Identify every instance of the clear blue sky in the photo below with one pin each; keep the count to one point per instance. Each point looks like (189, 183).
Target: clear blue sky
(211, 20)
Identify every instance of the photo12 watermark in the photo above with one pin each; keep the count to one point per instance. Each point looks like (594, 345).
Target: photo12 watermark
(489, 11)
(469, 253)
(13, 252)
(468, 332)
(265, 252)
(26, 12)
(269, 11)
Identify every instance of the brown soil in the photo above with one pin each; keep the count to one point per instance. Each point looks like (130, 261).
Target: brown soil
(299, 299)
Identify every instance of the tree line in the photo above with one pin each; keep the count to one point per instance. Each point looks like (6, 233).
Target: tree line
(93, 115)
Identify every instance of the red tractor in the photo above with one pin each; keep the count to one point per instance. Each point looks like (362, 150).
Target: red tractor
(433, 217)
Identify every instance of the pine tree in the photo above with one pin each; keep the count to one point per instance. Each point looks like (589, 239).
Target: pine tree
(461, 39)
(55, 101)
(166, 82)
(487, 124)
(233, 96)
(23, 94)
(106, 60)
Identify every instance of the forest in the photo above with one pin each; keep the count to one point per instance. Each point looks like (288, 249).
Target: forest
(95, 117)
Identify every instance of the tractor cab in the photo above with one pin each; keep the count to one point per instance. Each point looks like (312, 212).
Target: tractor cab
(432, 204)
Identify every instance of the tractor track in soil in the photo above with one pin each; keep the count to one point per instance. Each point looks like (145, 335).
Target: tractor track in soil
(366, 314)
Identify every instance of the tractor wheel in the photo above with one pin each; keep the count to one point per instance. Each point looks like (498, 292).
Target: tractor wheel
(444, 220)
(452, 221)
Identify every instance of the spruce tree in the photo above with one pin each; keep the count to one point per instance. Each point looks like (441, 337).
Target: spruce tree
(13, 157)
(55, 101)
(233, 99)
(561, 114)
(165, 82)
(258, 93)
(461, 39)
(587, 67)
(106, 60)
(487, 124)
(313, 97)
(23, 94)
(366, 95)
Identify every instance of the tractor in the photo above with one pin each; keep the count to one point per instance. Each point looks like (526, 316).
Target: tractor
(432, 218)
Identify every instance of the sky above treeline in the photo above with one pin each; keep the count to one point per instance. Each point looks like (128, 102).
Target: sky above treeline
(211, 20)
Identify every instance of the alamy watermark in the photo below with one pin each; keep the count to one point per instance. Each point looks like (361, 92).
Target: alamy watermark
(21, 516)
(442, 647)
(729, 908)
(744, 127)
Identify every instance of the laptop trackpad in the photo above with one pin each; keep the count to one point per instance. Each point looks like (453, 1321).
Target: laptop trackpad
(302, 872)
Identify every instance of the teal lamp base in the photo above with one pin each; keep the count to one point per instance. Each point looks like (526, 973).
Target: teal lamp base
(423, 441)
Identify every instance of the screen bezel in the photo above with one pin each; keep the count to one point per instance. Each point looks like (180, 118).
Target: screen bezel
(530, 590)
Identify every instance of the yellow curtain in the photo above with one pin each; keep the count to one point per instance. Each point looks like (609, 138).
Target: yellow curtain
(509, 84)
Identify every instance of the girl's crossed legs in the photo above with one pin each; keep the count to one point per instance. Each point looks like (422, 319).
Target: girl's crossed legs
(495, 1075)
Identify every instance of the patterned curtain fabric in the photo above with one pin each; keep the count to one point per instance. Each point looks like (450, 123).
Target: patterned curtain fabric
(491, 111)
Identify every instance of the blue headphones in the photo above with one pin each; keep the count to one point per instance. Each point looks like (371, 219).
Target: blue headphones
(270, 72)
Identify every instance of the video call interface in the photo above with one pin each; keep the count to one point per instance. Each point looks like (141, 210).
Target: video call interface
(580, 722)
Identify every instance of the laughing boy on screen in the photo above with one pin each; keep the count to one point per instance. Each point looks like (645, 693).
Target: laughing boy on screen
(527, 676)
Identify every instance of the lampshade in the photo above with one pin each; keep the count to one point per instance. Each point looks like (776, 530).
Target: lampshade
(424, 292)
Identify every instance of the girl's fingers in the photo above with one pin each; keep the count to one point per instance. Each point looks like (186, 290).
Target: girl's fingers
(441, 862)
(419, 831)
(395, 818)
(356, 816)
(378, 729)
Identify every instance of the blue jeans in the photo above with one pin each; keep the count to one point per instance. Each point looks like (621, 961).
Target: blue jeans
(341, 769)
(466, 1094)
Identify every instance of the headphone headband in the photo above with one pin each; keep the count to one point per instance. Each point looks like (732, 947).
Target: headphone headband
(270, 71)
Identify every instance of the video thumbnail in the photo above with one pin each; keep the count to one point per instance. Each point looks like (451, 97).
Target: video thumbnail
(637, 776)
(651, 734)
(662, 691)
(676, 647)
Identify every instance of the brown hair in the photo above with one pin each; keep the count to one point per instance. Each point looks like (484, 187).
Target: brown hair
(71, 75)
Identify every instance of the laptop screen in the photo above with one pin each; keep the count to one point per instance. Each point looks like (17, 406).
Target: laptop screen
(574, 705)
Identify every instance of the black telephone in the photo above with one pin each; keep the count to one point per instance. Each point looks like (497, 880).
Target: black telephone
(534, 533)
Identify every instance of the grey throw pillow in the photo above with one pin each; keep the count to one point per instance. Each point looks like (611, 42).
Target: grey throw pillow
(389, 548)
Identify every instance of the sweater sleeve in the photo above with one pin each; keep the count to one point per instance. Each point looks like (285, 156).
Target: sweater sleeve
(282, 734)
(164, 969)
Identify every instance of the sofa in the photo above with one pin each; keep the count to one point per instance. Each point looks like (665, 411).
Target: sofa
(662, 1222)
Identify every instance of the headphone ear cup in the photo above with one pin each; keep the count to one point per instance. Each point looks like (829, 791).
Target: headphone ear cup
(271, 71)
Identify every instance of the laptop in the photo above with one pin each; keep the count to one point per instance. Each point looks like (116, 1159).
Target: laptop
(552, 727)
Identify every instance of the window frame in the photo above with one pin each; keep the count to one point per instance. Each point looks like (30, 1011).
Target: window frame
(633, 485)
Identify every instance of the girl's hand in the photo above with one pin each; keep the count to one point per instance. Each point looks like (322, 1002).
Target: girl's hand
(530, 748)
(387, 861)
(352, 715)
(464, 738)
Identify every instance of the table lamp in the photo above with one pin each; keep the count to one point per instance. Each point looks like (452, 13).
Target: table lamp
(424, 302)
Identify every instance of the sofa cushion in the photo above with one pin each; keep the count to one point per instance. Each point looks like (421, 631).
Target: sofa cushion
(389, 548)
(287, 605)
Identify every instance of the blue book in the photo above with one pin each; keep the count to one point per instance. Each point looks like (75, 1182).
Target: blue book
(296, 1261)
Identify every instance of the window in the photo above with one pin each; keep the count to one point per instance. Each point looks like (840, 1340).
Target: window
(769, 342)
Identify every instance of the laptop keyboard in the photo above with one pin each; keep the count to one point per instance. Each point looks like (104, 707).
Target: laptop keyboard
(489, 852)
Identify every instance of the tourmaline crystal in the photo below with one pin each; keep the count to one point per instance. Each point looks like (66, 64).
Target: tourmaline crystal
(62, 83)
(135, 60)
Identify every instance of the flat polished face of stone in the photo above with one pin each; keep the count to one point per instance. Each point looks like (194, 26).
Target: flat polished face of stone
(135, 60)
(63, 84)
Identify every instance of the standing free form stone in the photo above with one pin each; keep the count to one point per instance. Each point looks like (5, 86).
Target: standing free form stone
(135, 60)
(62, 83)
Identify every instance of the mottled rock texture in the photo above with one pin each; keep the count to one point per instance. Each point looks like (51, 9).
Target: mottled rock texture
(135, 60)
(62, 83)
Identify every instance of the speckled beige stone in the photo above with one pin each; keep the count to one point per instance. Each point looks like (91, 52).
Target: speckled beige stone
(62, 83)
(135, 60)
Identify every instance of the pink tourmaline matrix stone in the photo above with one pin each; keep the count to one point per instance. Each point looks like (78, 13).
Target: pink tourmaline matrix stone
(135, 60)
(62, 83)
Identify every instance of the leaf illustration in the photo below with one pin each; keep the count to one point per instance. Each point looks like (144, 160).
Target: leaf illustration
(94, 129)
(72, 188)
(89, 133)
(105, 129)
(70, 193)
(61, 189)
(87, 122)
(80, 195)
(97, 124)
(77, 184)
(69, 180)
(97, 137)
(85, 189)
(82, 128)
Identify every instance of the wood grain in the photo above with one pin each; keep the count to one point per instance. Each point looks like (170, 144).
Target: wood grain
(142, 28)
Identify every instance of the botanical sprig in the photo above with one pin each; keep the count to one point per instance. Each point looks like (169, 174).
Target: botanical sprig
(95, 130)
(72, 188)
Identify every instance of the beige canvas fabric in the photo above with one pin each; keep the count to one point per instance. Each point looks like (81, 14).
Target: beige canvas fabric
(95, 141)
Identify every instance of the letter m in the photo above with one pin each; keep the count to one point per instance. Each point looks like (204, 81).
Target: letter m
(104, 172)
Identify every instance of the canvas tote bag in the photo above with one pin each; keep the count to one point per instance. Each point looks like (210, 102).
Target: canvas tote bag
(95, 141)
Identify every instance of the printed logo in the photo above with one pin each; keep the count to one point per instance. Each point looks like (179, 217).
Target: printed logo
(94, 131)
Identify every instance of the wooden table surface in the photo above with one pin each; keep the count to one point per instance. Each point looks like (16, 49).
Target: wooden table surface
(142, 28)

□ □ □ □ □ □ □

**STATED EXERCISE:**
Copy out exactly the lines between the line with "Identify every instance of the botanical" and the last line of the entries, counting both of those lines.

**COMPLETE OUTPUT:**
Identify every instance of the botanical sprig in the photo above with one pin each; keep the count to one point per instance. Each point looks like (169, 174).
Target: botanical sprig
(95, 130)
(72, 188)
Identify every instance of the beige canvas fabric in the photo above with one pin each; keep the count to one point per instance. Each point looks like (81, 14).
Target: beige canvas fabric
(95, 141)
Identify every instance of the letter m in the photo above with one pin each; keep the count to one point per instance. Each point looks like (204, 81).
Target: letter m
(104, 172)
Identify every instance of the canvas tote bag in the photo above with one pin each; keep the count to one point per instance. Each point looks like (210, 102).
Target: canvas tote bag
(95, 141)
Identify every instance of the printed logo in the photo above with one pin each; keep the count to one point per instance. Each point looks like (179, 217).
Target: printed logo
(94, 131)
Identify every instance of the wooden table surface in the photo above with one pin each; keep the count to one point per instance. Each point looks like (16, 49).
Target: wooden table surface
(142, 28)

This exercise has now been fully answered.